> _What the task asks_
Could you copy the data that follows exactly as written, but drop the pictures?

☆ ☆ ☆ ☆ ☆

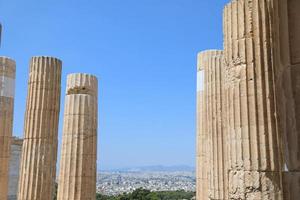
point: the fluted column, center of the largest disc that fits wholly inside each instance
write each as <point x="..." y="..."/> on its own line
<point x="38" y="161"/>
<point x="213" y="64"/>
<point x="254" y="169"/>
<point x="7" y="93"/>
<point x="287" y="58"/>
<point x="77" y="177"/>
<point x="202" y="182"/>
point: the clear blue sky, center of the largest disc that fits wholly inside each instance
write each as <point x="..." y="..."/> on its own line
<point x="144" y="54"/>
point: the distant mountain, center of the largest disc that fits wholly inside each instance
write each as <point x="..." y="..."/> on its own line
<point x="155" y="168"/>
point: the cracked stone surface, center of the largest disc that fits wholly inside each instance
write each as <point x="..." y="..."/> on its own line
<point x="77" y="177"/>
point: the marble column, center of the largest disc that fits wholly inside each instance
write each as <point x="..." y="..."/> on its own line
<point x="202" y="137"/>
<point x="287" y="58"/>
<point x="254" y="147"/>
<point x="39" y="152"/>
<point x="7" y="93"/>
<point x="77" y="177"/>
<point x="213" y="64"/>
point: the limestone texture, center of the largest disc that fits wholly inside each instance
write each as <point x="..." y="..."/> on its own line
<point x="39" y="152"/>
<point x="77" y="177"/>
<point x="286" y="20"/>
<point x="7" y="89"/>
<point x="14" y="166"/>
<point x="213" y="141"/>
<point x="202" y="137"/>
<point x="254" y="169"/>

☆ ☆ ☆ ☆ ☆

> _Answer box_
point: the fluted column, center of the largest disc that fits wholly inside each instance
write each as <point x="..." y="..."/> on its own line
<point x="38" y="161"/>
<point x="213" y="64"/>
<point x="254" y="169"/>
<point x="7" y="93"/>
<point x="287" y="58"/>
<point x="77" y="177"/>
<point x="202" y="182"/>
point: the clear blue sky, center of the largest disc that fits wholly inside each instance
write each as <point x="..." y="..."/> on its own line
<point x="144" y="54"/>
point: the distant mountain, center of the largest disc that fits wholly inside each instance
write each as <point x="..." y="..."/> on its own line
<point x="155" y="168"/>
point: the cracked stone surface, center of the largest disc that fits wholly inside each instance
write each as <point x="..." y="..."/> on its own line
<point x="77" y="177"/>
point: the marble column, center of the largest disc that fits wholly inside each instance
write each as <point x="..." y="..."/> on its own line
<point x="202" y="137"/>
<point x="287" y="58"/>
<point x="254" y="147"/>
<point x="39" y="152"/>
<point x="7" y="93"/>
<point x="77" y="177"/>
<point x="213" y="64"/>
point: the limestone texture, center of the largest disc that fits wholly inside each instance
write each as <point x="..." y="..."/> on its own line
<point x="39" y="152"/>
<point x="77" y="177"/>
<point x="286" y="20"/>
<point x="7" y="89"/>
<point x="14" y="166"/>
<point x="213" y="141"/>
<point x="202" y="137"/>
<point x="254" y="169"/>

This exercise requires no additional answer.